Extracted text:

■ ■ ■

Then the question remained, whether the defendant was the one who committed these crimes. The prosecution argued that Moafak D. himself had said in his initial statement at the beginning of the trial that he worked for the Palestinian militias and was regularly sent to Yarmouk for errands. They did not believe his later statement in court that he left Yarmouk in 2012 and never stepped foot there again. “He had a leading position in the brutal control of the population in Yarmouk”, the prosecution claimed. They mentioned photos that showed him heavily armed and wearing military clothes. And they referred to witnesses who had recognized the defendant due to his unique beard colour and his posture. Some had known him before, others had learned his name right after the attack. “He was seen and clearly identified.”

■ ■ ■

What to work on:
[a] Answer these from the trial excerpt, one line each:
(i) In what year did the defendant say in court that he left Yarmouk?
(ii) What did the photos mentioned by the prosecution show him doing or wearing?
(iii) By what two features did witnesses recognize the defendant?
[b] Please list each piece of evidence the prosecution pointed to in the trial excerpt to show the defendant committed the crimes.

Entries supplied:
■ ■ ■

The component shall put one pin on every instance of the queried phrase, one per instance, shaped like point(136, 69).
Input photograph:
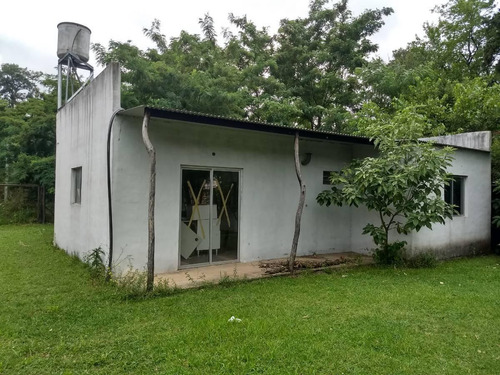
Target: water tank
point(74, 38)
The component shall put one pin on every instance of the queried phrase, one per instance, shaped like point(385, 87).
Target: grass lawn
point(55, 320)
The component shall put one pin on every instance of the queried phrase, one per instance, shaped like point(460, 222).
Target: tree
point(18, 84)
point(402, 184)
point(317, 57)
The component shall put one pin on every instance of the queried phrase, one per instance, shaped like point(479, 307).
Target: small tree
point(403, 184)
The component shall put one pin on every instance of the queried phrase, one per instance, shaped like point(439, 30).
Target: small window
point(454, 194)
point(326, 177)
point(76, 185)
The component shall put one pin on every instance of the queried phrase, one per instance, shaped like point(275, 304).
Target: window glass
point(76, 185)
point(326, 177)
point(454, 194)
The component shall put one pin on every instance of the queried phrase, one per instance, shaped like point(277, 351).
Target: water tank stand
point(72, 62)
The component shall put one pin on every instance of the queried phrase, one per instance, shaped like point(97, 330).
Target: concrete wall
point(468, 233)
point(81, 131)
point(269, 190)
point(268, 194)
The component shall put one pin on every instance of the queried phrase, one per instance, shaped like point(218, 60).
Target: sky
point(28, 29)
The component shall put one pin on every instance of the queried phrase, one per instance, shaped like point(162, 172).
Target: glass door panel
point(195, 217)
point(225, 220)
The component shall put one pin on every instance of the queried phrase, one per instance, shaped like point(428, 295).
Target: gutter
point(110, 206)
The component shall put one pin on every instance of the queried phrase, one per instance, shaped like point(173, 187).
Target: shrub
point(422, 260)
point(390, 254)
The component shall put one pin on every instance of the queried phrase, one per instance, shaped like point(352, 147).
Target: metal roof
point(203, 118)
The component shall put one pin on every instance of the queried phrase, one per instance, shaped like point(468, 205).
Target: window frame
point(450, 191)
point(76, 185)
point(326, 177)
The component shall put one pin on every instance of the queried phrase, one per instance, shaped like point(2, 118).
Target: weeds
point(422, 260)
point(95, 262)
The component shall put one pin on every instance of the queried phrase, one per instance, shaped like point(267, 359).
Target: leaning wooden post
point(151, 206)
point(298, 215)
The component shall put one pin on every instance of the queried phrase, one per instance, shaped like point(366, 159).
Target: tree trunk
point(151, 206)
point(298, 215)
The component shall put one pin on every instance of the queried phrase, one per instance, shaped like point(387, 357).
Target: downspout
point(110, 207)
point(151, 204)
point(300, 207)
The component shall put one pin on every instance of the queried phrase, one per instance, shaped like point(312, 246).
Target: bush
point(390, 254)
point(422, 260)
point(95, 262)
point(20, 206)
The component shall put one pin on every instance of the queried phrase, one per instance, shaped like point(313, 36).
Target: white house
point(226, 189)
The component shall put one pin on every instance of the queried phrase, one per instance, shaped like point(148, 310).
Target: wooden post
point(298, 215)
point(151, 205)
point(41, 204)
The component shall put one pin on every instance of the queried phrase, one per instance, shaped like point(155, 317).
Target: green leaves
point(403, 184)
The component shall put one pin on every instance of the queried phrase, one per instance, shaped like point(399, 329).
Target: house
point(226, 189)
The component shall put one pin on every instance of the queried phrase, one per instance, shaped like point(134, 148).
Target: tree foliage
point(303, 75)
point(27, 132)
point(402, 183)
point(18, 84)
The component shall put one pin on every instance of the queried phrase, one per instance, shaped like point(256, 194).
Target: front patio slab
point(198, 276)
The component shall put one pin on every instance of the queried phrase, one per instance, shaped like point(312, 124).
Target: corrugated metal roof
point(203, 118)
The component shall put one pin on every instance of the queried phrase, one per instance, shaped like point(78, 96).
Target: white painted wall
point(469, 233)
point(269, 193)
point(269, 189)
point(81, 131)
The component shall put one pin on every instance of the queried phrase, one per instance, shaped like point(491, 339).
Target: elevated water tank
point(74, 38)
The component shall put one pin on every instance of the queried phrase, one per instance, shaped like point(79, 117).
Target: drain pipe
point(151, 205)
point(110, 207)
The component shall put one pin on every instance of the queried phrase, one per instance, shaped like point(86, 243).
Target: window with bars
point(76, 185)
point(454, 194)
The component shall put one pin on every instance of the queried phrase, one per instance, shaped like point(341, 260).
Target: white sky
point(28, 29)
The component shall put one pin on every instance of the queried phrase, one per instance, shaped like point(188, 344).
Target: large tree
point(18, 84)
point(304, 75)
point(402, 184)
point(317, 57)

■ ■ ■

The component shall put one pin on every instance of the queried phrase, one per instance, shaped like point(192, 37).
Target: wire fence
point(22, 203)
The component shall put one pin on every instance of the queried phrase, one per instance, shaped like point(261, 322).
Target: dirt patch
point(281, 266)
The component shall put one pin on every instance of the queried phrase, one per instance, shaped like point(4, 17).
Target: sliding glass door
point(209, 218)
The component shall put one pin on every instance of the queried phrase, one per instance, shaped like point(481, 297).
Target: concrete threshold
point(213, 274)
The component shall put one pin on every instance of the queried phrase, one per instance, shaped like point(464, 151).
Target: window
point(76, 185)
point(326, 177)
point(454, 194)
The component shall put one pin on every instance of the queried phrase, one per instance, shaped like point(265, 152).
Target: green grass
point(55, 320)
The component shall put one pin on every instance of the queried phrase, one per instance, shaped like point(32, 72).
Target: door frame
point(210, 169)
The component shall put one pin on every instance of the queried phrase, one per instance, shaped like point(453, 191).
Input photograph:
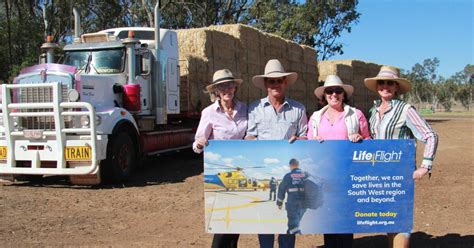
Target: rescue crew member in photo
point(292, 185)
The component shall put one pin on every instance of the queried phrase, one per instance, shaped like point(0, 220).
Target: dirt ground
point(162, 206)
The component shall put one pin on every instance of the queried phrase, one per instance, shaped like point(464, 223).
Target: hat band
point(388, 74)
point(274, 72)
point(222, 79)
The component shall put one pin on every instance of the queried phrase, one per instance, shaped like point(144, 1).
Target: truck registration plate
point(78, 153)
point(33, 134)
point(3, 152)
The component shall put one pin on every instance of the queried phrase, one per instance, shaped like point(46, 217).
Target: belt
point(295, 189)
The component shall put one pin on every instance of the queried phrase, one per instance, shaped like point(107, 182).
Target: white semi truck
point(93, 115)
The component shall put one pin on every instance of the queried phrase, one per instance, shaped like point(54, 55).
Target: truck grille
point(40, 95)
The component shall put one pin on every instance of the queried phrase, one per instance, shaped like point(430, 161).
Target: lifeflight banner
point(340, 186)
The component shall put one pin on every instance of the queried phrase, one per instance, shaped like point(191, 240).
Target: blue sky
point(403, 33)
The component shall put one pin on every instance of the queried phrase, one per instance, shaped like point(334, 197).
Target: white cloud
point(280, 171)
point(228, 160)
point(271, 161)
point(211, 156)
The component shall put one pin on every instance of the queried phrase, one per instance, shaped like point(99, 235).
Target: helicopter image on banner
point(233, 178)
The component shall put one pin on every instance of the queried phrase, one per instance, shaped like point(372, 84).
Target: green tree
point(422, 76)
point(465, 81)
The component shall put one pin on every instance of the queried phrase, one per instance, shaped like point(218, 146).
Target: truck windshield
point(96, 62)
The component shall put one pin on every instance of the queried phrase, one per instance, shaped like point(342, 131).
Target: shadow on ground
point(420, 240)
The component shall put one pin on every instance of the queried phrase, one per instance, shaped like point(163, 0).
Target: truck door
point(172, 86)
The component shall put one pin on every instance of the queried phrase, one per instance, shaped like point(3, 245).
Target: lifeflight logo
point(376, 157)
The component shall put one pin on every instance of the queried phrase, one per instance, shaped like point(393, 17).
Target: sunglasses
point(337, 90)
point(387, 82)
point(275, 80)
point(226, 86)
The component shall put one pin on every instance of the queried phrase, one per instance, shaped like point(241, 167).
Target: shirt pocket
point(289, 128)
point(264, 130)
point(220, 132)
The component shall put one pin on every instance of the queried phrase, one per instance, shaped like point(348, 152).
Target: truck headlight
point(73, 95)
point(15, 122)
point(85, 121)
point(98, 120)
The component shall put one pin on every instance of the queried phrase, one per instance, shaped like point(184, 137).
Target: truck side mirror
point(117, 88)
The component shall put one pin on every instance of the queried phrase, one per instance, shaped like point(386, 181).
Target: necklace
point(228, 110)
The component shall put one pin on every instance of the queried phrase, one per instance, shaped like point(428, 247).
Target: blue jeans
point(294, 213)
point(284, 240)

■ ■ ■

Results for the exercise:
[a]
(i) 2012
(ii) Heavily armed and wearing military clothes
(iii) His unique beard color and his posture

[b]
- The defendant's initial statement at the beginning of the trial that he worked for the Palestinian militias and was regularly sent to Yarmouk for errands
- Photos showing him heavily armed and wearing military clothes
- Witnesses who recognized him by his unique beard color and his posture